Please copy, character for character, the stretch of the records below from the line containing "For this exercise we mark the catcher's knee" through the line containing "[(353, 113), (369, 105)]", with both of those lines included.

Dataset excerpt:
+ + +
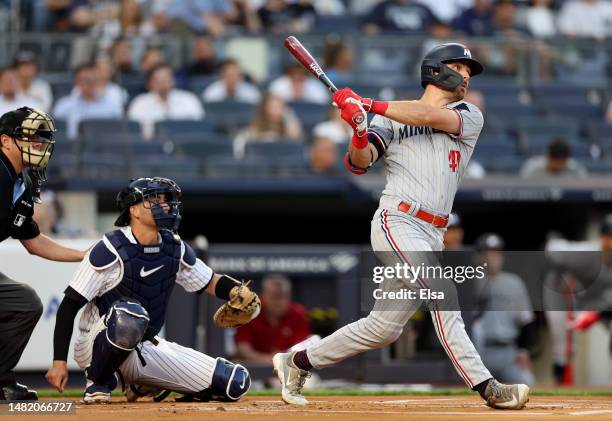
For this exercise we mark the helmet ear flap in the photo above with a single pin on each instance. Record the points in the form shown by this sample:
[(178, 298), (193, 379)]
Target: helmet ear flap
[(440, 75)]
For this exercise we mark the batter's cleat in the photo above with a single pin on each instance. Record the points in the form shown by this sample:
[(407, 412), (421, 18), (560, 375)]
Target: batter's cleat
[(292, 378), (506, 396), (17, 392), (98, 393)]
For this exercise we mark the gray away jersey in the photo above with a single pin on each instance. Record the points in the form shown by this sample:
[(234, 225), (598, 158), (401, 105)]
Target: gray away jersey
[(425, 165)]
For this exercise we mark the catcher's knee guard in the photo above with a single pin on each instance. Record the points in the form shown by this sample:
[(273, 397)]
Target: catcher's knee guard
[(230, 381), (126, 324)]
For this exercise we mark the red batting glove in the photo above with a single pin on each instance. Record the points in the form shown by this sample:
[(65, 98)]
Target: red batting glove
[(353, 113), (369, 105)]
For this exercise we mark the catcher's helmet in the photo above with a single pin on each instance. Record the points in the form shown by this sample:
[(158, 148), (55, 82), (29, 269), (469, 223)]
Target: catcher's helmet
+ + +
§ **Exercise solution**
For this exercise we mark the catcher's knee guard in the photo above with a single pin on each instance. Record the points in the form shown by this sample:
[(273, 397)]
Target: catcher's knee guard
[(230, 381), (126, 324)]
For this exercise we mark the red batting glove in the photo above with a single pin on each instance. Record the points in the form shown by this sample:
[(65, 98)]
Target: red batting glove
[(353, 113), (369, 105)]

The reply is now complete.